== Written instruction ==
Can you repeat the listing from the line with "faucet, written as integer pixel values." through the end of the listing, switching "point localization" to "keypoint localization" and leaving everything else unchanged?

(Raw records)
•••••

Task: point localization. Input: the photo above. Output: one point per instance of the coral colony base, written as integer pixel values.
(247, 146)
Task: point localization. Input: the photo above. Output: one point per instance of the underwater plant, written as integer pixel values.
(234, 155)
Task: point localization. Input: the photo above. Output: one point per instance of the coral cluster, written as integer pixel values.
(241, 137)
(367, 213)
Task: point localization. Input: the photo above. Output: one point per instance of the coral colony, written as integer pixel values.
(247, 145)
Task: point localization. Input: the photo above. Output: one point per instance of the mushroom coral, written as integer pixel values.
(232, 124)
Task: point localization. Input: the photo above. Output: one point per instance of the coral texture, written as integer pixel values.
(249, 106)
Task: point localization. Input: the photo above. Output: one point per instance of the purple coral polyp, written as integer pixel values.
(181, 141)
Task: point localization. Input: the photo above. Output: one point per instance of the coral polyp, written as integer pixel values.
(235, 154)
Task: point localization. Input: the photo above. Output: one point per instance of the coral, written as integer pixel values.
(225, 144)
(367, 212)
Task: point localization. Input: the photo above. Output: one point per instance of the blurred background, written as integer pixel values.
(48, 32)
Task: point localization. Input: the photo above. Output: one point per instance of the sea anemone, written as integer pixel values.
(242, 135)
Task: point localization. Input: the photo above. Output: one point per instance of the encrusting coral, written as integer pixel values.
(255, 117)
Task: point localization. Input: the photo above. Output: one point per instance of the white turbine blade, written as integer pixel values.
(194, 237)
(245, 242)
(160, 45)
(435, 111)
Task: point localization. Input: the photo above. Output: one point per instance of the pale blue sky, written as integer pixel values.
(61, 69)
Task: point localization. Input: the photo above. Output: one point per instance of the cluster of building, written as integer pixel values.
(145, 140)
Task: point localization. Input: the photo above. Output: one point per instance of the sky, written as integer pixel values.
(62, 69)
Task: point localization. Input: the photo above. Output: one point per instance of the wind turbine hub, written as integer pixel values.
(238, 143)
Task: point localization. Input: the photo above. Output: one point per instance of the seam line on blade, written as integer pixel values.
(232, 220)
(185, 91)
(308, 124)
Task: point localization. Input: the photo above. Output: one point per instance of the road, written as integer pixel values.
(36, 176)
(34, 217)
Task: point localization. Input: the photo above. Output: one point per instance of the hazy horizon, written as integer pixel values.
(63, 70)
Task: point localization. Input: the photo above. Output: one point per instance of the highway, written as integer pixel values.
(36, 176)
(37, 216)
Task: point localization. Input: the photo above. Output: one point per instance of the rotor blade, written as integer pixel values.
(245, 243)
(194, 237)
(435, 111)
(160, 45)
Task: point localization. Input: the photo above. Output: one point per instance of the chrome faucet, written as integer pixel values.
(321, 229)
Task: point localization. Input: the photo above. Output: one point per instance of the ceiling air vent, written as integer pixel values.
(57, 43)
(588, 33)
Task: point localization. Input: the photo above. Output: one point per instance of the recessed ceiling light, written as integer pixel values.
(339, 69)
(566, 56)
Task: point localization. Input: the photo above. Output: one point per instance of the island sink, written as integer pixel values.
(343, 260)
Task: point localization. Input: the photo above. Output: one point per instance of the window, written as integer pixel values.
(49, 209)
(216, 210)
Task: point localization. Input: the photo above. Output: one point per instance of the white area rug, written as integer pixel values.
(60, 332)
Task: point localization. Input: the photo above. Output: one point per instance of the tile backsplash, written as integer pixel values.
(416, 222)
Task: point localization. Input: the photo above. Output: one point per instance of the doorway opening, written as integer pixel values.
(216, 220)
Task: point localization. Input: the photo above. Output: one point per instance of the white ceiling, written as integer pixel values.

•••••

== The answer ==
Task: keypoint localization. Input: the photo above. Output: one point per instance of the chrome faucet, written as integer pixel values.
(321, 229)
Task: keypoint localization. Input: the photo above. Output: one point per instance of the ceiling air vent, written as integer pixel values.
(57, 43)
(588, 33)
Task: keypoint localization. Input: the photo above. Output: one point per instance of the recessed ceiling light, written as integer pixel values.
(339, 69)
(566, 56)
Task: keypoint localization. Input: the photo above. Output: one point per instance of the island sink, written as integer pixel values.
(343, 260)
Task: keypoint localization. Input: the photo above. Output: one point per instance of the window, written as integer pixel values.
(49, 209)
(216, 210)
Task: keypoint localization. Input: the photo above. Output: one point per instance of the white area rug, written as integer pixel values.
(60, 332)
Task: keypoint localization. Input: the photo above. Output: one point per instance of the tile backsplash, written as integer pixel values.
(416, 222)
Task: keypoint localization. Input: the photo above. Output: one point per instance of the doorway opening, written as integer pixel values.
(216, 220)
Task: keypoint localization. Input: the photo above. Output: one point per instance of the white ceiling, written as integer pixel values.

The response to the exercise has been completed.